[Records from a dataset]
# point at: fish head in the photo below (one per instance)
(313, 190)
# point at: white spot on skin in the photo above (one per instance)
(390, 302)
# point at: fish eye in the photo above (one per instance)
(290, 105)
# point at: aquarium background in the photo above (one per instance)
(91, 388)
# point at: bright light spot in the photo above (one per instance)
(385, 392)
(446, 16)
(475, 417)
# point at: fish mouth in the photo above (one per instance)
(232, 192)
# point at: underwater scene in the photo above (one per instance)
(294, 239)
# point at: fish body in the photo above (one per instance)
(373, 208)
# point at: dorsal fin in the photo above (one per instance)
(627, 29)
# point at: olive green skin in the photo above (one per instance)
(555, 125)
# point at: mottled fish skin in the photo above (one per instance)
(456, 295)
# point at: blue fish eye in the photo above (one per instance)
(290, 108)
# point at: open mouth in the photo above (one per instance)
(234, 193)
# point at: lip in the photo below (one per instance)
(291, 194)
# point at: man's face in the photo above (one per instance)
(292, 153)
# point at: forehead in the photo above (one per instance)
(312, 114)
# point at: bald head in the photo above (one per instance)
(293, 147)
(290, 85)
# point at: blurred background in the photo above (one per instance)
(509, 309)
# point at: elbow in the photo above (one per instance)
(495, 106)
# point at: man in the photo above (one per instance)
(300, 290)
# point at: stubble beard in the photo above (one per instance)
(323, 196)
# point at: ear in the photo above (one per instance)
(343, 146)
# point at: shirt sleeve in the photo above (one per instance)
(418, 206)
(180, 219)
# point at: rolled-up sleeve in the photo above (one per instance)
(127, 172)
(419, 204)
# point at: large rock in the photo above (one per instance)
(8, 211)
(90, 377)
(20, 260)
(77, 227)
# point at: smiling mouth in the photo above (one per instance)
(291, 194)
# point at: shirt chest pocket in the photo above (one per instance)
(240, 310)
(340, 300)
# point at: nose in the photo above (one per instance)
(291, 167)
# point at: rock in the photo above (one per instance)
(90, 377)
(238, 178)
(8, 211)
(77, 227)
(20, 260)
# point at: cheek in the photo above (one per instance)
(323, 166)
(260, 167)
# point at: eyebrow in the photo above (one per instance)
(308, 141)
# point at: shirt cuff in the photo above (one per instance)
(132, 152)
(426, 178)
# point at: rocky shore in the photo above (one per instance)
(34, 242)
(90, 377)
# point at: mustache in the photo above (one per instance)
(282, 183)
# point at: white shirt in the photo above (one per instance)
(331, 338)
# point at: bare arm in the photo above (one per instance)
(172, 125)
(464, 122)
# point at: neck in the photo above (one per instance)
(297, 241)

## [Task objective]
Copy every line of the listing above without any changes.

## [Exercise result]
# point at: fish head in the photo below (one per instance)
(313, 190)
# point at: white spot on skin in the photo above (one per instance)
(390, 302)
# point at: fish eye in the photo above (one per instance)
(290, 105)
# point at: aquarium background in the photo above (one per instance)
(91, 388)
# point at: bright light spot in the photo above (one per instance)
(385, 392)
(446, 16)
(475, 417)
# point at: fish mouth in the photo above (one per instance)
(232, 192)
# point at: underwater scene in the photo above (one per instance)
(294, 239)
# point at: fish body in the photo above (one per instance)
(373, 208)
# point at: dorsal fin in the photo above (one per instance)
(627, 29)
# point at: olive green skin in the photo above (one per instance)
(555, 125)
# point at: mottled fish skin in the photo above (one per instance)
(456, 295)
# point at: blue fish eye in the photo above (one per instance)
(290, 108)
# point at: open mouth in the photo above (one per instance)
(234, 193)
# point at: lip in the photo below (one per instance)
(291, 194)
# point at: man's face in the photo above (one per instance)
(292, 153)
# point at: forehead in the photo above (one per instance)
(312, 114)
# point at: bald head in the photo above (one per instance)
(293, 147)
(290, 85)
# point at: blurred background in the photo above (one per instance)
(509, 309)
# point at: elbow in the photo above (one per instance)
(495, 106)
# point at: man in the photo above (one per instance)
(300, 290)
# point at: stubble beard in the photo above (one per instance)
(323, 196)
# point at: ear in the photo above (one per instance)
(343, 146)
# point at: shirt sleeve in the photo above (one per instance)
(418, 206)
(180, 219)
# point at: rolled-up sleeve in the photo above (one per instance)
(127, 172)
(419, 204)
# point at: large rock in the photo above (one per instance)
(8, 211)
(90, 377)
(20, 260)
(77, 227)
# point at: smiling mouth in the photo above (one per instance)
(291, 194)
# point at: shirt chest pocket in the photo above (one per instance)
(240, 310)
(340, 300)
# point at: nose in the photo above (one per instance)
(291, 167)
# point at: rock in the photo above (one per instance)
(90, 377)
(238, 178)
(8, 211)
(77, 227)
(20, 260)
# point at: cheek in the photo above (one per instance)
(323, 166)
(260, 167)
# point at: eyebrow in the photo above (one per instance)
(308, 141)
# point at: shirt cuff in the photo above (one per instance)
(132, 152)
(426, 178)
# point at: rocky shore in the photo above (one per instance)
(34, 242)
(90, 377)
# point at: mustache in the photo above (one per instance)
(282, 183)
# point at: white shirt in the photo above (one per instance)
(331, 338)
# point at: bare arm in the photo above (one per instance)
(172, 125)
(464, 122)
# point at: neck in the photo above (one per instance)
(297, 241)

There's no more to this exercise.